REQUISITOS DA TAREFA
Segundo o trecho sobre as cotas para contratação de pessoas com deficiência, quem é o relator do caso no STF?

TRECHO
----

Maíra Magro
Valor Econômico
O Supremo Tribunal Federal (STF) analisará os critérios que as empresas devem seguir para contratar portadores de deficiências e cumprir as cotas definidas em lei, que variam de 2% a 5% das vagas, conforme o número total de funcionários. Além de apontar dificuldades para o preenchimento das cotas, algumas empresas questionam dispositivos legais que regulamentam essas contratações, como a exigência de documentação para comprovar as necessidades especiais e a definição do que caracteriza ou não deficiência.
O caso acaba de chegar ao Supremo por meio de um recurso do grupo Jerónimo Martins, antigo dono do Sé Supermercados, comprado pelo Pão de Açúcar. O relator do caso é o ministro Ricardo Lewandowski. O grupo argumenta que o Sé Supermercados cumpria a cota de contratações de deficientes, mas sofreu uma ação civil pública do Ministério Público do Trabalho (MPT).
“O motivo da ação é que alguns dos funcionários portadores de deficiência não tinham a documentação do INSS”, afirma o advogado do grupo, Daniel Chiode, do escritório Demarest & Almeida Advogados. A empresa também questiona o conceito de deficiência estabelecido pela legislação que trata das cotas, que agora terá que ser avaliado pelo STF.
Uma das normas contestadas é a Lei nº 8.213, de 1991. O artigo 93 diz que as empresas estão obrigadas a preencher de 2% a 5% das suas vagas com “beneficiários reabilitados ou pessoas portadoras de deficiência, habilitadas” pelo INSS. Para Chiode, a exigência da habilitação pelo INSS cria condições desiguais entre os portadores de necessidades especiais, além de dificultar o cumprimento da lei.
Ao avaliar o caso, a Justiça Trabalhista entendeu que os documentos do INSS são necessários para provar que o funcionário é portador de deficiência. Mas, nesse aspecto, as próprias instituições que avaliam o cumprimento das cotas informaram que já deixaram de exigir a documentação do INSS. O Ministério do Trabalho e Emprego, responsável pelas fiscalizações, explicou por meio de sua assessoria de imprensa, que a habilitação pode ser feita por meio de outras instituições de assistência às pessoas portadoras de deficiência.
O Ministério Público do Trabalho esclareceu que também deixou de exigir a habilitação do INSS. “Com o aumento da demanda, começamos a perceber que o INSS não estava dando conta de certificar todas as pessoas”, afirma a procuradora Vilma Amorim, responsável pela Coordenadoria Nacional de Combate à Discriminação no MPT. Por isso, explica, a instituição passou a aceitar atestados médicos ao fiscalizar a contratação de portadores de necessidades especiais. Mas o documento do INSS é exigido na hipótese de reabilitação do empregado, ou seja, quando ele teve que se afastar e depois retornou ao trabalho.

----

CONTEÚDO DOS DADOS
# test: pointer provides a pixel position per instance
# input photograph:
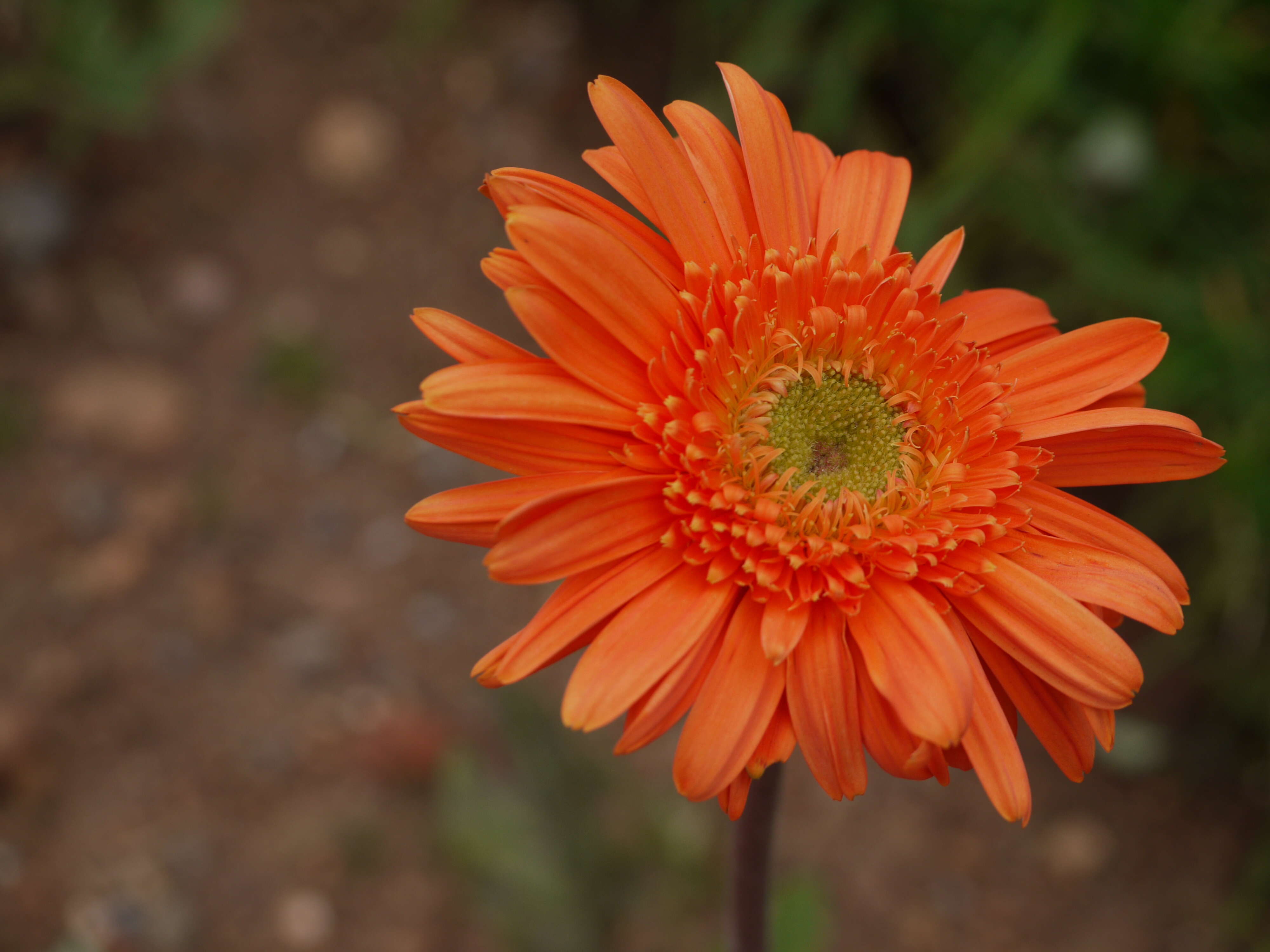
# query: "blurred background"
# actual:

----

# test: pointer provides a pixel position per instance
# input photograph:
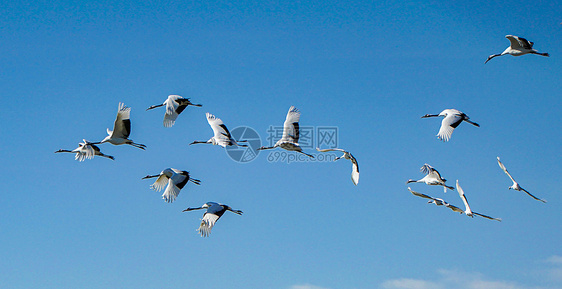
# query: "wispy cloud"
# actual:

----

RESPOSTA À TAREFA
O ministro Ricardo Lewandowski.